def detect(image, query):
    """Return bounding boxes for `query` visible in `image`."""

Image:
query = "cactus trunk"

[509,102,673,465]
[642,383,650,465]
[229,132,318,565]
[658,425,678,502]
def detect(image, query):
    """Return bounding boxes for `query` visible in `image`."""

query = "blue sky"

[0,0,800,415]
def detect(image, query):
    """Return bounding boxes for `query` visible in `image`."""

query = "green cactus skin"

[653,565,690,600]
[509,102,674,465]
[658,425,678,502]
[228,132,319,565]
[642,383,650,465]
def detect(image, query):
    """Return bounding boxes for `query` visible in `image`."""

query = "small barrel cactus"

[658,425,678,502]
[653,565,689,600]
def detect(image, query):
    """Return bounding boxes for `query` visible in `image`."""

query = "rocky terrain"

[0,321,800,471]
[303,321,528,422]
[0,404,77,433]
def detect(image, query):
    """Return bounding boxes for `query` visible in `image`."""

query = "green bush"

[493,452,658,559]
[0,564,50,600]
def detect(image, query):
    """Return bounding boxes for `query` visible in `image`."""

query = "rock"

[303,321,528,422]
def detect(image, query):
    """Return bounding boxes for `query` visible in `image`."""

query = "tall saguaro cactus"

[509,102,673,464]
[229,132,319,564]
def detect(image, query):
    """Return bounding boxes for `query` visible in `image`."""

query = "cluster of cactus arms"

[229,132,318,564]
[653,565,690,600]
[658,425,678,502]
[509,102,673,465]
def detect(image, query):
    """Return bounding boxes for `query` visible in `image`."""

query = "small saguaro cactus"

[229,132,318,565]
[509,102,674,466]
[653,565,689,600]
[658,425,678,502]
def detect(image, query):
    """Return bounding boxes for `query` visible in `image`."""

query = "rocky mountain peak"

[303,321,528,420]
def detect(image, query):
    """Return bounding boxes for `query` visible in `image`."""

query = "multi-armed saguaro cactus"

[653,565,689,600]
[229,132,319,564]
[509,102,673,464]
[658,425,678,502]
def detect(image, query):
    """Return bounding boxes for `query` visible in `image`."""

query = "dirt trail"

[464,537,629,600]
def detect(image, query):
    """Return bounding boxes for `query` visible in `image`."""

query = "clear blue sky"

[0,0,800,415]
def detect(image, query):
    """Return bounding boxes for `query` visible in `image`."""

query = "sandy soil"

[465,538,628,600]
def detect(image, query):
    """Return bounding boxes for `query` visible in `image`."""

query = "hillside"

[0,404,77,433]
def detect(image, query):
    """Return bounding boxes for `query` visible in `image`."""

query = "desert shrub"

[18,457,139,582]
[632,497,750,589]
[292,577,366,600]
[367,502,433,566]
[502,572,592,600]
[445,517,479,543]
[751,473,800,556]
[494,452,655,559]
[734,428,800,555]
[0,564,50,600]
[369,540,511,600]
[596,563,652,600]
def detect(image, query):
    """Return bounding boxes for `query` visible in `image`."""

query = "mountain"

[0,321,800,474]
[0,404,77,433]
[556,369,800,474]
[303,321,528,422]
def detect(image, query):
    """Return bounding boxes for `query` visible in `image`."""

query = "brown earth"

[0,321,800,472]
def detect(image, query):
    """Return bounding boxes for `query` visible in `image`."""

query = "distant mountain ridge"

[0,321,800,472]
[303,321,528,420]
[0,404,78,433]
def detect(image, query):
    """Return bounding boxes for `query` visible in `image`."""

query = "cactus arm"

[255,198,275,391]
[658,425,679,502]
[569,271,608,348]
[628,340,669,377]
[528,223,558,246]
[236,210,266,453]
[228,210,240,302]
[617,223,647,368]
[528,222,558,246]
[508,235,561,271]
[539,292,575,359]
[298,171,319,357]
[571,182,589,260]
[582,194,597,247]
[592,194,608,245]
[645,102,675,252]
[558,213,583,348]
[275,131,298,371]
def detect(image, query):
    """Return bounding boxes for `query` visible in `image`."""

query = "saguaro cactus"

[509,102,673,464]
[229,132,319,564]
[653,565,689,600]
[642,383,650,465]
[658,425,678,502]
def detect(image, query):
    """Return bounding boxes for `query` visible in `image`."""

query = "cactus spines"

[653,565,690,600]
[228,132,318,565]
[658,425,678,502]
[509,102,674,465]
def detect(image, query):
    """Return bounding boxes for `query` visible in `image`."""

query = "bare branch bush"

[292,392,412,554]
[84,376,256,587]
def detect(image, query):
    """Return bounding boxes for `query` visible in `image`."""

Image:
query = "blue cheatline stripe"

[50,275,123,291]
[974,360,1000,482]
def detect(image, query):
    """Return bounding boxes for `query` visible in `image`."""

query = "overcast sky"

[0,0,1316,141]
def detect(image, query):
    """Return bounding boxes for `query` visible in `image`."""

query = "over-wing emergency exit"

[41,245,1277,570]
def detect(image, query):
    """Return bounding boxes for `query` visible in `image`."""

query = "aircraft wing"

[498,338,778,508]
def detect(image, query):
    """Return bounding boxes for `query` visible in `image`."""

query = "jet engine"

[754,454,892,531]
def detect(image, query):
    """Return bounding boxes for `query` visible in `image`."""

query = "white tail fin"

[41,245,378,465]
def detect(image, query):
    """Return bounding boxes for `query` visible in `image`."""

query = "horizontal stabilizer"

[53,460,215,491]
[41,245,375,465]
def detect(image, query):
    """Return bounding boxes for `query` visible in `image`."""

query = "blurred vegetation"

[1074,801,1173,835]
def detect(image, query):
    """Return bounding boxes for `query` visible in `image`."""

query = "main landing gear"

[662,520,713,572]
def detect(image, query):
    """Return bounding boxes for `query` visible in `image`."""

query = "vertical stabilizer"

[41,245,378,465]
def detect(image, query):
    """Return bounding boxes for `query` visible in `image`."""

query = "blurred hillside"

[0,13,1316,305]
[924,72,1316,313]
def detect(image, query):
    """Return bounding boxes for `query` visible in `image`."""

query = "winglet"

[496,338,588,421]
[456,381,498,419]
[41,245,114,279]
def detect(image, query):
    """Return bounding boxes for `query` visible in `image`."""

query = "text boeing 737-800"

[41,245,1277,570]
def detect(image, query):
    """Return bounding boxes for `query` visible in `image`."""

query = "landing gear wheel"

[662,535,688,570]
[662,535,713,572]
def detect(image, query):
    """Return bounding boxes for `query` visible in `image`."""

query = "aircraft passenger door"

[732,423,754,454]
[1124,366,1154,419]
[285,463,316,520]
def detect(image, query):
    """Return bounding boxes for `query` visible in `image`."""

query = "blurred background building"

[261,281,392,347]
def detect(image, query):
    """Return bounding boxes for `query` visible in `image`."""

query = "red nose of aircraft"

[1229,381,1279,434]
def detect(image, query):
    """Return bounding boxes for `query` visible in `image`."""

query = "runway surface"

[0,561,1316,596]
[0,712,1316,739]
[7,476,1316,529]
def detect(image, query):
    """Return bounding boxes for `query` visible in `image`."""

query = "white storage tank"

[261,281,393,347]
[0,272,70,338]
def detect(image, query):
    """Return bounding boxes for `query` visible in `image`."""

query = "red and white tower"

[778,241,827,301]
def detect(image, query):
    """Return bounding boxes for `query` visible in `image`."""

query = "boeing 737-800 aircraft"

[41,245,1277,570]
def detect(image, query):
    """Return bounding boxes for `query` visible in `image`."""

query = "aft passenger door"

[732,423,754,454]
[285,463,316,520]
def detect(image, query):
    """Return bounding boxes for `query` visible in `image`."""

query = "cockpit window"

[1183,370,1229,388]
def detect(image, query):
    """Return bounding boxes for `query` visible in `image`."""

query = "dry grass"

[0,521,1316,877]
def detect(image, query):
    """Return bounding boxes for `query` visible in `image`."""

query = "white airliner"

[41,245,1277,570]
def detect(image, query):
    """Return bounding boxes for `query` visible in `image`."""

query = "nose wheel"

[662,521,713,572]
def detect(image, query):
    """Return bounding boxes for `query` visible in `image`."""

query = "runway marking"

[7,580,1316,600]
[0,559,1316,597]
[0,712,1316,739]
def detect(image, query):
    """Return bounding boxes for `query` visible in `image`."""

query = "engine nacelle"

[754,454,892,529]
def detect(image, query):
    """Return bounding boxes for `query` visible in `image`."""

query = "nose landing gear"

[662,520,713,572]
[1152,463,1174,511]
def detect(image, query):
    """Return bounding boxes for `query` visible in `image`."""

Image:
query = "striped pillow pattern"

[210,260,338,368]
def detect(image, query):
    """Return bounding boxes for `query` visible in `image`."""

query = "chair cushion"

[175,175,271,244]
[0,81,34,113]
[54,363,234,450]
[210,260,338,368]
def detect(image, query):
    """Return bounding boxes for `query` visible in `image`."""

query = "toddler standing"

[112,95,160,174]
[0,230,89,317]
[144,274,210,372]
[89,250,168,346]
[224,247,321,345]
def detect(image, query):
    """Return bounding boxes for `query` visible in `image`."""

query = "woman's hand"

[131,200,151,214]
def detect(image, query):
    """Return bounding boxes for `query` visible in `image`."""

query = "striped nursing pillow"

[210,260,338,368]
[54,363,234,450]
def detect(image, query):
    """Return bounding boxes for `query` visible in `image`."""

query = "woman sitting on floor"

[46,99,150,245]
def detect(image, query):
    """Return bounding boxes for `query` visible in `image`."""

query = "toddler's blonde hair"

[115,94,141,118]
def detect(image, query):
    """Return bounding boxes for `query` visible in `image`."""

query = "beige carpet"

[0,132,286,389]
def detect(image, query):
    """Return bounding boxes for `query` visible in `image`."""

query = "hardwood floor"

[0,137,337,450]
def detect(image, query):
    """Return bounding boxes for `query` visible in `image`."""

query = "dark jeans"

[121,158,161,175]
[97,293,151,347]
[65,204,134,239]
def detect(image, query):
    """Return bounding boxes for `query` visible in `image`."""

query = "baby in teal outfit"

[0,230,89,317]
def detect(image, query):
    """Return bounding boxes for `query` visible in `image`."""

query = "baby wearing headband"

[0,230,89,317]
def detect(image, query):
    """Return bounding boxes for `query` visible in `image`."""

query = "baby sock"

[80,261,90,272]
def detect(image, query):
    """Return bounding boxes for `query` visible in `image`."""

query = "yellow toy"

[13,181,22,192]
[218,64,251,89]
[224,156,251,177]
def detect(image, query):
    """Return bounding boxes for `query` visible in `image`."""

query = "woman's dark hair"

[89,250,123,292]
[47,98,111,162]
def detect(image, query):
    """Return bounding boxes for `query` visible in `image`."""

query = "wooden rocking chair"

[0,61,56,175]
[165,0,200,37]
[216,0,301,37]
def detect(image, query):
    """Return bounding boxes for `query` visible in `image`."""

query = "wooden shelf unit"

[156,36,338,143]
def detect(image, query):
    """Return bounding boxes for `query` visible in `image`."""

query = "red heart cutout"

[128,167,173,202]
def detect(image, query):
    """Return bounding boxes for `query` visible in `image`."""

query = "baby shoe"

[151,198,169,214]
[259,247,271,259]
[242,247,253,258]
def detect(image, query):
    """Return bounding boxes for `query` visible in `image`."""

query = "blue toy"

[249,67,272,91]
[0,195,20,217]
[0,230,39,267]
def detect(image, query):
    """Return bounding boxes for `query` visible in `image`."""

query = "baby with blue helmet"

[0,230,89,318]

Task prompt: Pull out every line of the material that contains the word "green". Match its case exactly.

Reply to the task:
query = "green cactus skin"
query = "green bush"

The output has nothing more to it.